───── BLOCO DE TEXTO
28 novembro 2014

salazarismo sem Salazar


Os portugueses acolhem com facilidade e até entusiasmo todos os estrangeirismos possíveis, mas nunca resistem a adaptá-los à nossa cultura. Normalmente com resultados estapafúrdios porque descaracterizam a ideia original.
Vemos isto na literatura, no cinema, na arquitetura, na gastronomia e, mais recentemente, até na política.
Depois do 25 de Abril, quase todas as correntes ideológicas apareceram, cresceram e floriram, aqui no jardim, mas nenhuma conseguiu emancipar-se da herança salazarista de autoritarismo, centralismo e colectivismo (Hofstede). Tradição esta que, convenhamos, já vinha da monarquia.
Ora o salazarismo sem Salazar é um anacronismo hediondo. Porque é um sistema que depende de um líder iluminado, nas mãos da turba ignóbil. É assim, por exemplo, que passamos de um período máximo de prisão preventiva de quatro meses, no Estado Novo, para cerca de dois anos no Novo Estado pós-25.
Chegamos assim a um ponto em que quase parece que temos menos liberdade neste início do século XXI do que tínhamos nos meados do século XX, com Salazar no poder.
Em particular, os partidos do centrão, PS e PSD/CDS, não se revelaram amantes da liberdade nem respeitadores dos direitos cívicos.
Como passei muitos anos no estrangeiro, reconheço com facilidade os xenoenxertos culturais e a descaracterização a que foram sujeitos. É como se o Portugal moderno fosse uma espécie de “maison” de emigrantes.
Curiosamente, e para minha grande tristeza, nem o liberalismo escapou a esta tendência. Os nossos liberais de pacotilha não acreditam nas potencialidades do indivíduo, na livre iniciativa e nos mercados, ou acreditam menos do que o próprio Salazar.
──────────
───── REGISTOS EM BRUTO
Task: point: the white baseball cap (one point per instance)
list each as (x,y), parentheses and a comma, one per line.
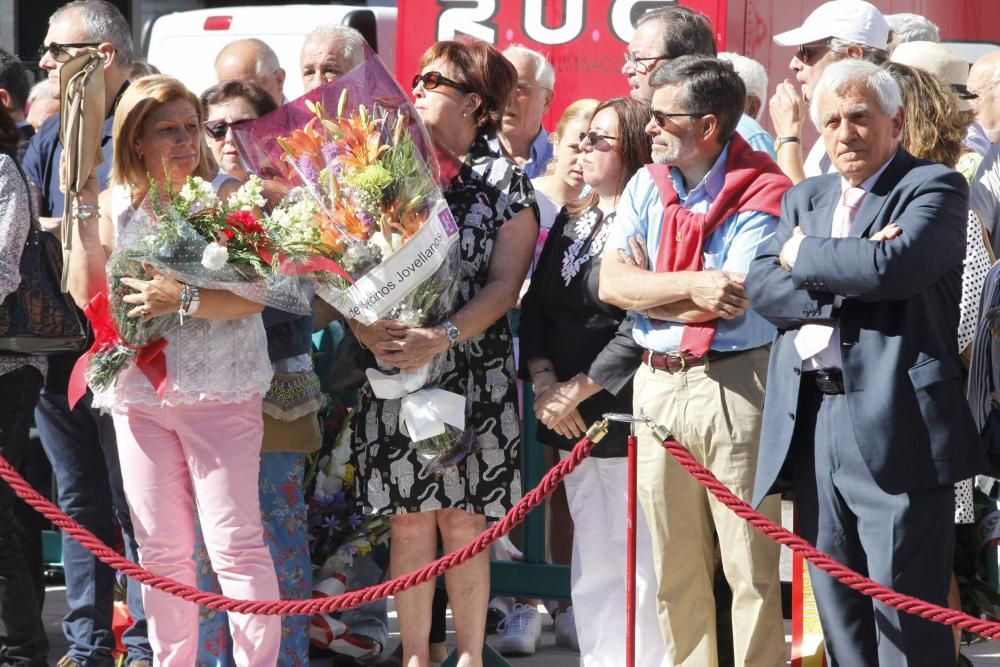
(854,21)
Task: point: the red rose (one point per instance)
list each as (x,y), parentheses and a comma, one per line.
(244,222)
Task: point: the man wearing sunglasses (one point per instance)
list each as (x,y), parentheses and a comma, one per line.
(80,443)
(686,230)
(661,34)
(835,30)
(522,137)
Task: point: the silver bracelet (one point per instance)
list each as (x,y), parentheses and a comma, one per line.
(85,213)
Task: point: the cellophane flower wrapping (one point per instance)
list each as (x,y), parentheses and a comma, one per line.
(362,211)
(195,238)
(338,529)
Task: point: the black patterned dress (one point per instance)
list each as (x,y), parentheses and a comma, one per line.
(390,477)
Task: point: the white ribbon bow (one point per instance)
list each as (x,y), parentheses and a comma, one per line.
(423,413)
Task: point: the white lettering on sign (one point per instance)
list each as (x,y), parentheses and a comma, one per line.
(376,293)
(462,17)
(536,30)
(475,18)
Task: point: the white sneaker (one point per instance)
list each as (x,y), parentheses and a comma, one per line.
(521,631)
(565,629)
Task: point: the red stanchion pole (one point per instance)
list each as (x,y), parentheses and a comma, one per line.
(630,554)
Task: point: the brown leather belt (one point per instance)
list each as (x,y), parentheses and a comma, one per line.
(675,362)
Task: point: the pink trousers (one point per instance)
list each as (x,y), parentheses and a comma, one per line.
(209,454)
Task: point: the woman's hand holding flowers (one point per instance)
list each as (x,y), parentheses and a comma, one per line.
(556,408)
(154,297)
(410,348)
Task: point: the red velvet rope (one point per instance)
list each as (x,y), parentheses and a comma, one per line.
(313,606)
(845,575)
(761,523)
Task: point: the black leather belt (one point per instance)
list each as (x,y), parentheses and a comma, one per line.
(674,362)
(828,380)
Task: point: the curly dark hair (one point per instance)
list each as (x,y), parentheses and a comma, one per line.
(484,71)
(9,134)
(634,146)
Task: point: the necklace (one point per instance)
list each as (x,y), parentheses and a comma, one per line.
(591,227)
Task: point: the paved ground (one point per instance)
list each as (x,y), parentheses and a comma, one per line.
(986,653)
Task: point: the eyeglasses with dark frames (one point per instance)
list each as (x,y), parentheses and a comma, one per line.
(808,54)
(661,117)
(217,128)
(59,51)
(594,138)
(642,65)
(432,80)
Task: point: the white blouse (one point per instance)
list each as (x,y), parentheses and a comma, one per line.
(207,360)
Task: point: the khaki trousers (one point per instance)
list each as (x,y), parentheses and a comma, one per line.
(715,411)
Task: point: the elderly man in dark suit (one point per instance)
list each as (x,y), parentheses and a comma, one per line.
(864,412)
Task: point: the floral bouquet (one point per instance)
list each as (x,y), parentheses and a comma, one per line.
(194,237)
(361,196)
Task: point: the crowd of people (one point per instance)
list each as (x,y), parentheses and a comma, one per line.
(801,318)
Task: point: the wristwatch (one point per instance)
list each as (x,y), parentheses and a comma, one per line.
(781,141)
(451,331)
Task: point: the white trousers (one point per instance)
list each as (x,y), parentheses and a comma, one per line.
(598,495)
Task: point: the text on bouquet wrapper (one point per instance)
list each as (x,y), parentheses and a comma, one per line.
(369,292)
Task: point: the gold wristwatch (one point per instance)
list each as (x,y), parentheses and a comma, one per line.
(781,141)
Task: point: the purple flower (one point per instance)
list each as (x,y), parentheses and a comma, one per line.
(330,151)
(308,171)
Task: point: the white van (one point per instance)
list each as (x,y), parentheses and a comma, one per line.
(184,44)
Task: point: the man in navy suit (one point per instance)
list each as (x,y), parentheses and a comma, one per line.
(864,413)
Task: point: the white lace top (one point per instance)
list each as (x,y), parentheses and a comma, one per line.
(207,360)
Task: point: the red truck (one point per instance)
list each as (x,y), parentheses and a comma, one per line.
(586,39)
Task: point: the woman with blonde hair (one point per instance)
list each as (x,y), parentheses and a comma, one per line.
(197,446)
(935,129)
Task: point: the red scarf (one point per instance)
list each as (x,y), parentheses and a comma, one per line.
(753,182)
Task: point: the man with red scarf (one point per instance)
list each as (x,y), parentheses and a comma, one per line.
(686,231)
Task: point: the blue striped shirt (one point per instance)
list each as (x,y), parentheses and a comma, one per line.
(730,248)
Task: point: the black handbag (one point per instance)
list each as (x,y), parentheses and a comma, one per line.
(38,318)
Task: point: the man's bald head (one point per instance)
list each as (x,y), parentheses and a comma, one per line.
(253,61)
(984,78)
(328,52)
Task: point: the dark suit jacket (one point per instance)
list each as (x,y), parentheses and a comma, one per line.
(898,324)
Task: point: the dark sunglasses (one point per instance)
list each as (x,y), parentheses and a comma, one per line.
(661,117)
(643,65)
(808,54)
(59,52)
(593,138)
(432,80)
(217,128)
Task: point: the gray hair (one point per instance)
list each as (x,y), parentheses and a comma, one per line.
(102,22)
(545,74)
(841,75)
(350,42)
(40,91)
(685,31)
(753,74)
(868,53)
(266,61)
(906,27)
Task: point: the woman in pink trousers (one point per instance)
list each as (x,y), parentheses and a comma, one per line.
(196,447)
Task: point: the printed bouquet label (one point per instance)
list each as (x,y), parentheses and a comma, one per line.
(362,212)
(374,295)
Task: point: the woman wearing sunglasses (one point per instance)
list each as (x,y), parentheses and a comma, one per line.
(579,355)
(291,426)
(460,94)
(197,444)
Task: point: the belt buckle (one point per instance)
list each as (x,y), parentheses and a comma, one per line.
(680,356)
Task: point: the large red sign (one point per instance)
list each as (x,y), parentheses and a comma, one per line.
(584,39)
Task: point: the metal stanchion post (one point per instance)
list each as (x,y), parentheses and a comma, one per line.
(631,511)
(630,553)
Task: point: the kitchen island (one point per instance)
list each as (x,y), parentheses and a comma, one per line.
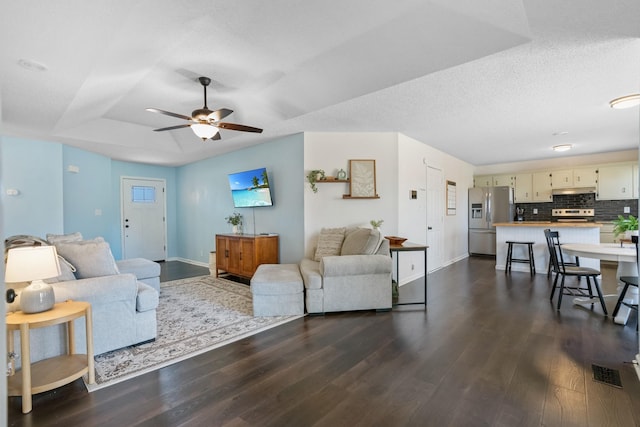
(533,231)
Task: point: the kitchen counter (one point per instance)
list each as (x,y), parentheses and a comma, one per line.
(549,224)
(533,231)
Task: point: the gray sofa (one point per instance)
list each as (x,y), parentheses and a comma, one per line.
(354,273)
(123,303)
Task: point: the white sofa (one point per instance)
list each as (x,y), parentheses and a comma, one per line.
(352,272)
(124,296)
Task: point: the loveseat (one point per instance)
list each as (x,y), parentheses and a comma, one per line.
(350,270)
(123,294)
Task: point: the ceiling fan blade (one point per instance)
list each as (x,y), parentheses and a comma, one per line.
(219,114)
(233,126)
(168,113)
(173,127)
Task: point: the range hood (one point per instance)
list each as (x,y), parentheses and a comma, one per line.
(576,190)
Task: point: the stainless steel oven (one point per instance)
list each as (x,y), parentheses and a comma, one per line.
(573,215)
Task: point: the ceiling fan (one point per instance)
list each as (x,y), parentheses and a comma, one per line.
(204,122)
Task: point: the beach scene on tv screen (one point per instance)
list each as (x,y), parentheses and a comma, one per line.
(250,188)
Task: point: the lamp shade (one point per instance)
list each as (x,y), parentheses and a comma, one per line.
(204,131)
(31,263)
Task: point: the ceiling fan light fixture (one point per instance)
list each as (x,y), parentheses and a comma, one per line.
(562,147)
(625,101)
(204,131)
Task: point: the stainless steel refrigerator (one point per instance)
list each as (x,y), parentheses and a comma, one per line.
(487,206)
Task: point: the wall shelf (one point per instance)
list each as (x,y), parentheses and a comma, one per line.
(347,196)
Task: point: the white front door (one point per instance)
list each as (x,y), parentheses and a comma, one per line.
(143,218)
(435,218)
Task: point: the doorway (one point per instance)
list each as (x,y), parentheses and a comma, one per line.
(144,230)
(435,218)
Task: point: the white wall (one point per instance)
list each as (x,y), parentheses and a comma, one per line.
(415,156)
(331,151)
(401,164)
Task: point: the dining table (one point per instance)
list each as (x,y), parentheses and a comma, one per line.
(622,253)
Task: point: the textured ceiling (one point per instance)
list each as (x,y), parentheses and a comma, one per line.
(487,81)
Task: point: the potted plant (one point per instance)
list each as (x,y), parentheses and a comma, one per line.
(626,226)
(235,220)
(315,176)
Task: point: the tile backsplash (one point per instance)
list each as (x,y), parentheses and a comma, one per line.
(605,210)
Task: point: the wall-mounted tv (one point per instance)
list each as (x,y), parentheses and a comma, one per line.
(250,188)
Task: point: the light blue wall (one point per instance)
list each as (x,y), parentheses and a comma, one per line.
(84,194)
(54,200)
(34,168)
(204,199)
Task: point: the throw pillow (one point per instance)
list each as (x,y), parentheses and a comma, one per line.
(71,237)
(361,241)
(66,272)
(91,258)
(329,242)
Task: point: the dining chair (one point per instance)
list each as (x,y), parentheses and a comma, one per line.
(628,281)
(560,268)
(575,263)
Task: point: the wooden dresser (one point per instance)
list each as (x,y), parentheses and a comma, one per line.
(241,254)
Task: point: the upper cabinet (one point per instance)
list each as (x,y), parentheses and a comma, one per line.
(542,187)
(524,188)
(571,178)
(493,180)
(615,182)
(585,177)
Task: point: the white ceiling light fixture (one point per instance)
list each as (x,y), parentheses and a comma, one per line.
(625,101)
(562,147)
(204,131)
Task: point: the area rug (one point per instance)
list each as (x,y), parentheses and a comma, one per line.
(195,315)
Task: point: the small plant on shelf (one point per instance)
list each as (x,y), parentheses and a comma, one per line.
(376,224)
(315,176)
(234,219)
(621,225)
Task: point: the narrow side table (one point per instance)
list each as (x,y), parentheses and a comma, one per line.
(410,247)
(54,372)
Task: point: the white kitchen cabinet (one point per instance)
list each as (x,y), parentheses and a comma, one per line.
(541,185)
(523,188)
(570,178)
(562,179)
(483,181)
(615,182)
(502,180)
(585,177)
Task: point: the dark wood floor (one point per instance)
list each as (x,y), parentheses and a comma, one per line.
(490,350)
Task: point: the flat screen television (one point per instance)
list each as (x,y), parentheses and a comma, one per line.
(250,188)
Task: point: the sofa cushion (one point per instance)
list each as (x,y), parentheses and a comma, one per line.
(91,258)
(329,242)
(66,272)
(310,272)
(57,238)
(361,241)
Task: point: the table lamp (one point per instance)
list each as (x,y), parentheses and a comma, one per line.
(33,264)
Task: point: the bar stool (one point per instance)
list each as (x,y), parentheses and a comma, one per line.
(511,259)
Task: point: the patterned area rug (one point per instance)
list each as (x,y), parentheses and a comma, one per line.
(195,315)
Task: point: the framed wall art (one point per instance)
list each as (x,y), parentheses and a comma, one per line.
(363,178)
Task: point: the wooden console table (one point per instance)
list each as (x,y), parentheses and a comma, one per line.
(54,372)
(409,247)
(241,254)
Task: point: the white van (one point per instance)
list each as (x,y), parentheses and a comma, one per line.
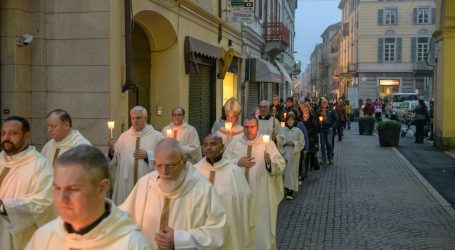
(395,100)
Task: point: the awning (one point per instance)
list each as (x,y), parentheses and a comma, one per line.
(263,71)
(194,47)
(283,71)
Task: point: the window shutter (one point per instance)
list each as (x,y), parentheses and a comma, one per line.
(396,16)
(433,15)
(380,49)
(381,17)
(431,57)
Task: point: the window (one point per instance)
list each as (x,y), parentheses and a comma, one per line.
(423,15)
(390,16)
(389,49)
(422,48)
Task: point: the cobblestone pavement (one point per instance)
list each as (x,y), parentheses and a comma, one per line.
(369,199)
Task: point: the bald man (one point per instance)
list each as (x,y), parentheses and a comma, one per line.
(175,206)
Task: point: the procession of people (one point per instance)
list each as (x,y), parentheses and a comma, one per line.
(163,190)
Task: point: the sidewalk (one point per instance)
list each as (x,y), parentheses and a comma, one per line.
(372,198)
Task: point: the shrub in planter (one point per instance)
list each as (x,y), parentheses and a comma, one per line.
(389,133)
(366,125)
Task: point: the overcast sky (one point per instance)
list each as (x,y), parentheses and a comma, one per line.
(312,17)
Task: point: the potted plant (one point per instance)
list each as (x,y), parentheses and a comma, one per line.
(389,133)
(366,125)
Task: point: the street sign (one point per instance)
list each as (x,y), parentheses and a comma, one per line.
(242,11)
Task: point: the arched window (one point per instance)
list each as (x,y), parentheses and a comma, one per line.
(389,46)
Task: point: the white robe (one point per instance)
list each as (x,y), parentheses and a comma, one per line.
(74,139)
(228,136)
(267,187)
(292,155)
(122,163)
(115,232)
(234,192)
(196,213)
(188,138)
(266,127)
(26,193)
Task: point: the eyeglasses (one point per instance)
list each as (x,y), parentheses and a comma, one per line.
(169,166)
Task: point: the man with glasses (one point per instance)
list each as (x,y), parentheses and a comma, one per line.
(277,108)
(132,154)
(268,123)
(175,206)
(263,166)
(185,134)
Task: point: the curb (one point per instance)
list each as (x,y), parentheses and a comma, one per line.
(444,203)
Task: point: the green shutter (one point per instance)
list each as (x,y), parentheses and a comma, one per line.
(396,16)
(433,15)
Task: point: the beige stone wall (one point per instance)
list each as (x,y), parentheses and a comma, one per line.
(66,65)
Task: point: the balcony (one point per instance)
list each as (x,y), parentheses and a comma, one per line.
(352,67)
(276,36)
(421,66)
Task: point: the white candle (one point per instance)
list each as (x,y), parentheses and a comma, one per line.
(110,126)
(169,133)
(228,126)
(266,139)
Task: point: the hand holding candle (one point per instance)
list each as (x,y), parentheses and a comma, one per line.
(169,133)
(228,126)
(110,126)
(266,139)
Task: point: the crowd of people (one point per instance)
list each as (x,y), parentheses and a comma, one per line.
(163,190)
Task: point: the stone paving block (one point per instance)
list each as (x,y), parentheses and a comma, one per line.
(369,199)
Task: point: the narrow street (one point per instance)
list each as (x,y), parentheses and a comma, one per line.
(371,198)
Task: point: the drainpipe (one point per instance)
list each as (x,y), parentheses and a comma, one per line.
(128,52)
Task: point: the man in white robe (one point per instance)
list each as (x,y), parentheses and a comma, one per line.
(291,141)
(185,134)
(231,186)
(132,155)
(263,166)
(175,206)
(63,137)
(268,123)
(231,129)
(87,220)
(25,186)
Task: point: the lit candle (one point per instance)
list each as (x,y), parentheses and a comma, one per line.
(228,126)
(169,133)
(266,139)
(110,126)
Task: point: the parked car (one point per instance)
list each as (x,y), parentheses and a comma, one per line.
(395,99)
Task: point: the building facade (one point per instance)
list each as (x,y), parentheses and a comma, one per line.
(386,47)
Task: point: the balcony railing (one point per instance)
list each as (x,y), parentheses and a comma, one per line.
(421,66)
(352,67)
(275,32)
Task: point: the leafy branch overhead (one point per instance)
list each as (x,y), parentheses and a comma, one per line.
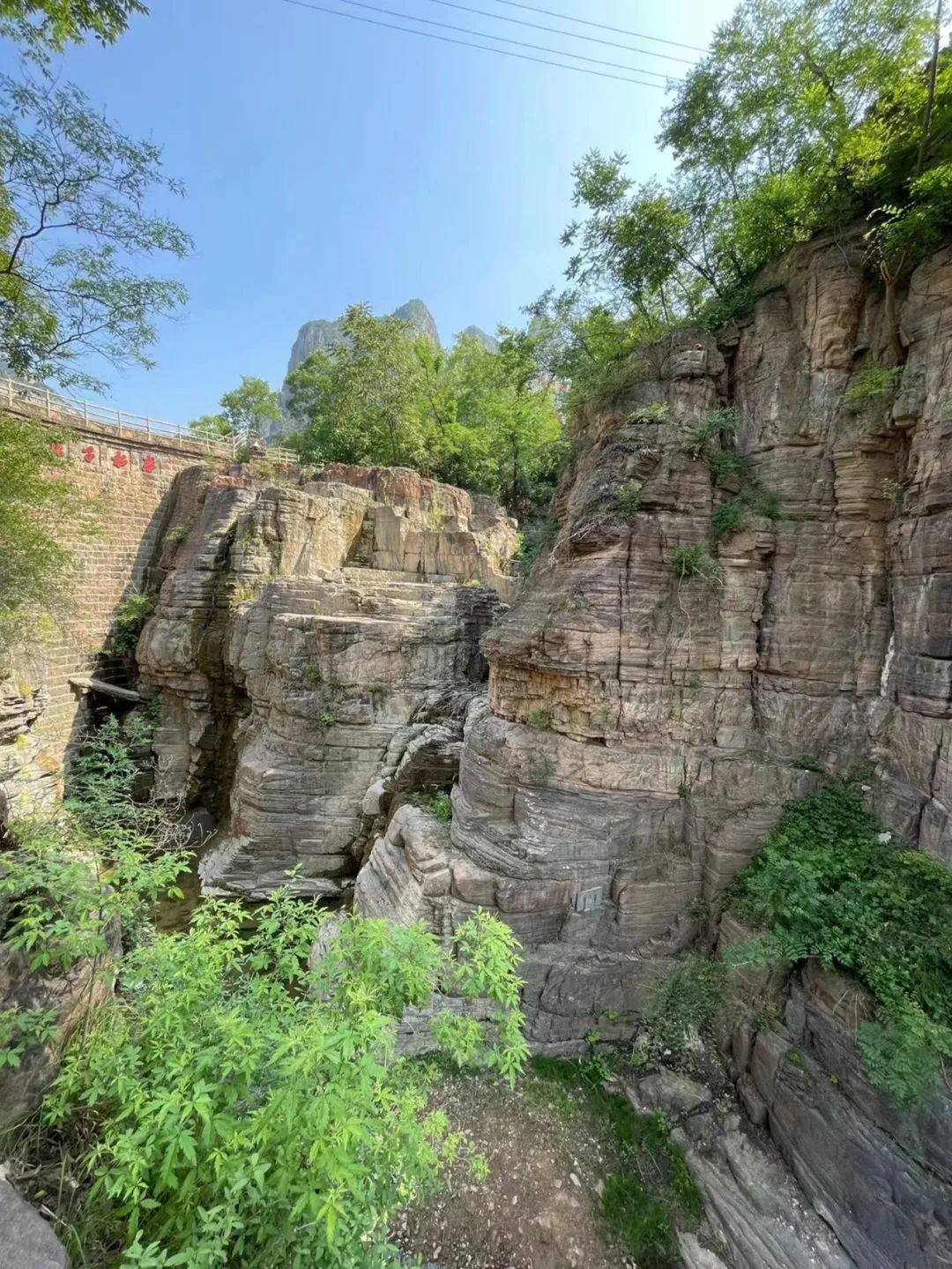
(801,117)
(42,26)
(75,222)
──────────
**LISTA DE TAREFAS**
1. Cite o trecho do texto sobre o salazarismo sem Salazar que vai de "Chegamos assim a" até "o próprio Salazar.", inclusive.
2. Escreva a continuação do texto sobre o salazarismo sem Salazar, começando depois da última frase apresentada.

**RESULTADOS POR TAREFA**
1.
Chegamos assim a um ponto em que quase parece que temos menos liberdade neste início do século XXI do que tínhamos nos meados do século XX, com Salazar no poder.
Em particular, os partidos do centrão, PS e PSD/CDS, não se revelaram amantes da liberdade nem respeitadores dos direitos cívicos.
Como passei muitos anos no estrangeiro, reconheço com facilidade os xenoenxertos culturais e a descaracterização a que foram sujeitos. É como se o Portugal moderno fosse uma espécie de “maison” de emigrantes.
Curiosamente, e para minha grande tristeza, nem o liberalismo escapou a esta tendência. Os nossos liberais de pacotilha não acreditam nas potencialidades do indivíduo, na livre iniciativa e nos mercados, ou acreditam menos do que o próprio Salazar.

2.
Basta passar os olhos pelos blogues liberais para perceber que defendem o SNS, porque coitados dos pobrezinhos, defendem o ensino público, porque coitados dos pobrezinhos, e até a segurança social, porque... coitados dos pobrezinhos.
A maior pecha destes liberais desnaturados, quanto a mim, é o tribalismo ou sectarismo – conceito absolutamente nos antípodas do liberalismo. Consideram-se uma seita, em luta com as outras seitas políticas.
O caso José Sócrates, por exemplo, trouxe ao de cima o pior deste tribalismo. Vê-se contentamento e ódio a par de tentativas patéticas de justificar a “prisão preventiva” de alguém que tem todo o direito a ser considerado inocente até condenado em julgamento.
Como se costuma dizer: ‹‹Podemos tirar a rapariga da aldeia, mas não podemos tirar a aldeia da rapariga››.

4 comentários:

Anónimo disse...

A maior critica que se pode fazer ao pós Estado Novo é exactamente a faltinha de um comando. Não me parece que em Portugal se consiga governar sem uma cabeça pensante e que, já agora, tenha estima e consideração pela pátria.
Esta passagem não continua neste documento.